AIM:
Every line must be returned precisely as it is written.

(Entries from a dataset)
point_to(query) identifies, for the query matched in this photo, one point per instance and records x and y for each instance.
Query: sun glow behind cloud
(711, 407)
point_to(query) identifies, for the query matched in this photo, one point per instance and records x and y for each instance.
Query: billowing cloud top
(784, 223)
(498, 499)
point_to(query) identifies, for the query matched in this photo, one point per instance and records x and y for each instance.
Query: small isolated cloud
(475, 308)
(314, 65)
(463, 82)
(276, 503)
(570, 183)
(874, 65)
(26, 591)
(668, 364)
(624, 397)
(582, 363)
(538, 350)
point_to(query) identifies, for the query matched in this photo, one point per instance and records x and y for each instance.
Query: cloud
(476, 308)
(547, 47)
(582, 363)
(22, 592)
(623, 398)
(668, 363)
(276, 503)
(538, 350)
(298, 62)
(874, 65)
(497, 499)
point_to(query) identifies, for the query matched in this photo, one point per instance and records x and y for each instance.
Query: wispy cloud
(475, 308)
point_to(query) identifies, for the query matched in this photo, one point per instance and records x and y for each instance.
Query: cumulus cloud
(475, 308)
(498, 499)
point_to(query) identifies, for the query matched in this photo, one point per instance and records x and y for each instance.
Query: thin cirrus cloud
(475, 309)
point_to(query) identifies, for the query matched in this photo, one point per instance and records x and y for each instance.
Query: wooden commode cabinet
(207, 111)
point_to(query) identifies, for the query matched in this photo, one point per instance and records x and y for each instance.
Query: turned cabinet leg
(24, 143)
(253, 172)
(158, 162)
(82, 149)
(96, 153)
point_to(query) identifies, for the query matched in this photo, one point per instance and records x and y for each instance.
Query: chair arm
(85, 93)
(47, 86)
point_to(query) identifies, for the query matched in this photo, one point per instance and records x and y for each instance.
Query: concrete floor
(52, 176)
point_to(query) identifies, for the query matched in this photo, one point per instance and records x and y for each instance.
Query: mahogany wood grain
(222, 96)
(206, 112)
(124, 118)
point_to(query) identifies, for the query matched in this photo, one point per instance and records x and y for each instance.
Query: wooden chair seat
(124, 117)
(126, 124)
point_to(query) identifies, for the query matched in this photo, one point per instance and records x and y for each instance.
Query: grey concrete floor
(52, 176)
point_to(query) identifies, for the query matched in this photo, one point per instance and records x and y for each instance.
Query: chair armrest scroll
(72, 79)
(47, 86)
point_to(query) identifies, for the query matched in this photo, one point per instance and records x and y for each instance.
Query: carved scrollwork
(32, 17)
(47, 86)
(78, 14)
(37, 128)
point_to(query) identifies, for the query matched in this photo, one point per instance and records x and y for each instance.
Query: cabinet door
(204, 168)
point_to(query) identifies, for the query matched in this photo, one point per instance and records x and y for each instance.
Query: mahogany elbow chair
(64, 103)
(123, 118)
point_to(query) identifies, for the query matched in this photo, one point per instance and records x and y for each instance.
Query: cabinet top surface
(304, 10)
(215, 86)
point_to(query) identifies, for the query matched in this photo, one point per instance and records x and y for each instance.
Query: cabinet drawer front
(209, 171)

EXERCISE RESULT:
point_to(query) identifies, for the query matched in this photo, one point per instance and records x and y for each instance.
Query: sun glow behind cloud
(711, 407)
point_to(query) identifies, for the query matched in this photo, one point per instance and records x and y for each instance.
Query: billowing cloud top
(784, 223)
(498, 499)
point_to(query) identifies, for the query matched in this photo, one point per instance and records x and y for each instance.
Query: small isolated cloud
(475, 308)
(314, 65)
(463, 82)
(276, 503)
(570, 183)
(874, 65)
(26, 591)
(668, 364)
(624, 397)
(582, 363)
(538, 350)
point_to(query) identifies, for the query matched in this photo, one point per instance and records x and y for each instance.
Query: cloud
(476, 308)
(547, 47)
(582, 363)
(22, 592)
(623, 398)
(668, 363)
(276, 503)
(538, 350)
(298, 62)
(874, 65)
(497, 499)
point_to(query) identifies, for the query matched in this photo, one point per instance and records x and y for each instance.
Query: wispy cloud
(475, 308)
point_to(query) identifies, for the query matched in this photo, one point per instance and records x and y for each instance.
Query: cumulus cloud
(475, 308)
(498, 499)
point_to(query) identifies, for the query matched in this photo, one point per instance and records x and y for each instance.
Query: thin cirrus cloud
(475, 309)
point_to(query) identifies, for the query matched in this photo, one point per instance and records x and y for each instance.
Query: wooden commode cabinet
(207, 111)
point_to(query) identifies, for the query matched in this photo, one point per instance and records x and y for each instance.
Query: turned cabinet leg
(24, 143)
(253, 172)
(158, 162)
(82, 149)
(96, 153)
point_to(query) identifies, for the query matched in this photo, one point per instance and records x and y for each instance.
Query: chair arm
(85, 93)
(47, 86)
point_to(query) identifies, for the query matched in this photo, one point per instance and records x and y for each instance.
Query: concrete floor
(52, 176)
point_to(query) identifies, for the query matched in this photo, one point per instance and records x and y for each instance.
Query: mahogany wood grain
(222, 96)
(206, 112)
(124, 118)
point_to(query) identifies, for the query matched in this photo, one point per instance and records x and y for each instance.
Query: wooden chair seat
(124, 117)
(126, 124)
point_to(query) identifies, for the query matched in this photo, one point per instance and records x and y for each instance.
Query: grey concrete floor
(52, 176)
point_to(query) identifies, for the query matched in this photo, one point per instance and records x and y for each instance.
Query: chair armrest scroll
(72, 79)
(47, 86)
point_to(query) identifies, for the query matched in this photo, one point per instance and records x and y for each instance.
Query: carved scrollwork
(32, 17)
(47, 86)
(78, 14)
(37, 128)
point_to(query) identifies, for the query matched in this photo, one point per instance and records x and y for each instance.
Query: cabinet door
(204, 168)
point_to(query) identifies, for the query matched in this photo, one point per instance and records x and y for each instance.
Query: mahogany elbow chair
(64, 103)
(123, 118)
point_to(query) identifies, for the query matched in this photo, one point per instance and records x and y for each instance.
Query: cabinet top surface
(304, 10)
(215, 86)
point_to(query) identifies, for the query matched in this photo, one point per instance and records x and y for each instance.
Query: cabinet drawer front
(209, 171)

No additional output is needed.